### Directions for this task
Go through the entries below and print each one exactly, leaving out pictures.

### Working data
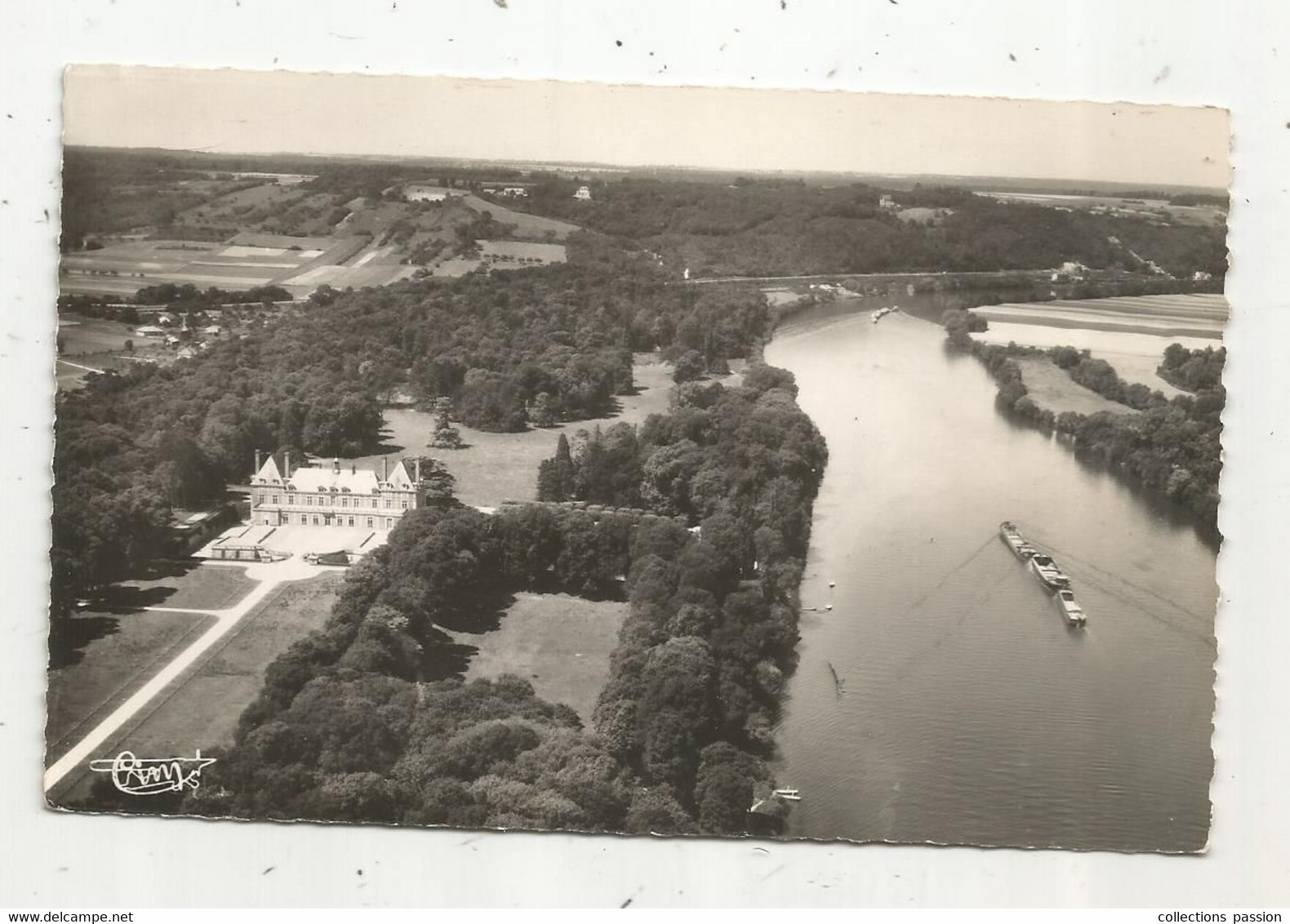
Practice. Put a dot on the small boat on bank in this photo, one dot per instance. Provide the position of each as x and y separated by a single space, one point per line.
1048 572
1071 611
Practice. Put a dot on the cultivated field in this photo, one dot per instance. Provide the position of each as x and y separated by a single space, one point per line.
199 588
1159 315
84 335
1054 390
1154 209
122 269
505 466
558 643
534 228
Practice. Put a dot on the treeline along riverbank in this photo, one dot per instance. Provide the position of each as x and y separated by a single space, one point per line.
1172 446
368 719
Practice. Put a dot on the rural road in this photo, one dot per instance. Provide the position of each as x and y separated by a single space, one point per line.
78 366
269 577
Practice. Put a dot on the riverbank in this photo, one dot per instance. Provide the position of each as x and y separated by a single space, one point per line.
969 713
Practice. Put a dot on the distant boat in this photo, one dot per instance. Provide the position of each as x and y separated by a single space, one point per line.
1071 611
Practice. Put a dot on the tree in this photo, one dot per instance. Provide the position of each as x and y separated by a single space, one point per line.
723 789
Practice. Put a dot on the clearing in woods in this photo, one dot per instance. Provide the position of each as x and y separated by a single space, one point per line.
558 643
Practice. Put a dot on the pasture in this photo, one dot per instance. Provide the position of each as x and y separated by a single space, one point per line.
200 710
1054 390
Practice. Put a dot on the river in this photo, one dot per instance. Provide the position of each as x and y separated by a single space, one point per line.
969 711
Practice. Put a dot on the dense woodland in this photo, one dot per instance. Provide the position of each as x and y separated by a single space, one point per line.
368 719
365 722
1172 446
787 228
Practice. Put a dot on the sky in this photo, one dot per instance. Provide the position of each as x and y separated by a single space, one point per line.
280 111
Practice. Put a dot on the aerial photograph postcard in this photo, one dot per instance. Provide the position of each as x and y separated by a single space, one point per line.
636 460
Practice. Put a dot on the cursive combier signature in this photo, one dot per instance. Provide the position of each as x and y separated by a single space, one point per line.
153 775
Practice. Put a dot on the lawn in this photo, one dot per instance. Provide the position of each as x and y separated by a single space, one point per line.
202 709
116 655
1054 390
505 466
556 642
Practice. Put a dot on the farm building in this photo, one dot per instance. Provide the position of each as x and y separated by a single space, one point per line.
502 255
331 495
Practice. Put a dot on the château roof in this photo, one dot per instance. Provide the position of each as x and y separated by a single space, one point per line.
358 482
342 479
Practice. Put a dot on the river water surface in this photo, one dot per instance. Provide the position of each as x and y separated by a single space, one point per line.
969 711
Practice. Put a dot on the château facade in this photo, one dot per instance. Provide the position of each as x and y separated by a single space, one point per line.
335 495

### Completed task
Practice. Put a dot on the small boat on bank in this photo, one dot per instance. Provide the position of each as x and y separated by a single space, one point per line.
1048 572
1071 611
Practice. Put a dot on the cultivated field in this photo, one dot per instance. Provide the position of each as x and y separated by a single space, one point per line.
199 588
1159 315
84 335
1054 390
1154 209
122 269
505 466
558 643
534 228
Practice. Put a dot on the treeline along riverbank in this photo, one dot per instance. Provide the position of each as x and y separated by a single space, one point per line.
1172 446
368 719
Practice. Put a dot on the rural road in this photo, one dot per instance. Provide the position of each as x and y separated by a single space, one point per line.
78 366
269 577
Practice. Put a dot on the riverbank in this photo, one dot per instance. Provide the position of each as x and y separated by a single space, one point per line.
969 713
Practice. Put a dot on the distant boat in this photo, one dot per instance. Provide the position of each as x and y separated by a single space, one point per line.
1071 611
Practice. Put a dot on the tree in this photo, one dot per instance. Provide the position of each as x and y separated by a single space, one point per line.
723 789
Practice. Put a dot on the clearing in woods in this photo, one dot per instance. Provide the position of each as x and y separated by a single space, one point per line.
558 643
Practice. Put a dot on the pasture in this photo, one dot per instance. Provide the position of each as x and y separated by a single space, one point per line.
200 710
1054 390
Practice. Put a dot on the river in this photo, one dot per instance. Provide the position of each as x and y separated by a single space, one point per line.
969 711
Practice. Put a dot on the dense woodland in this photo, one dot per instance. Provide the position of each as x and y separated by a single space, one point per line.
368 719
365 722
1172 446
787 228
Practice. Put a dot on the sky in this photo, one dot per instance. Provide the position of each as x and y separated by a single space, one point per line.
280 111
Practice. Put a dot on the aerial photograph postcard in this photo, one dot per instance. Provide the position of each as x and y separated by a single space, one point per line.
636 460
Practice. Put a dot on the cursive combier signature in this photo, one dot per instance. Provide the position of each as x and y separated by a single space, one point per line.
153 775
Practice. Put a dot on the lawn in this photo, one dot per instance. Provide the position of each as x and y separated by a single space, one point per line.
202 709
116 655
1054 390
505 466
556 642
Practice. Put a dot on the farm building in this photo, one dot per instance. Provide the position of each as x and y separated by a single space, one point per line.
502 255
331 495
Practice. Put a dot on the château roof in this photo, one dot per instance. Provide the position of each as x and y separated by a single space, one point per line.
358 482
342 479
Practice. Put a dot on the river water surface in this photo, one dot per instance. Provide the position of each as x and y separated by a single space, one point per line.
969 711
Practice. Put a dot on the château facade in this photo, one dot per instance. Provide the position of each as x and y separated by a single space, one point per line.
335 495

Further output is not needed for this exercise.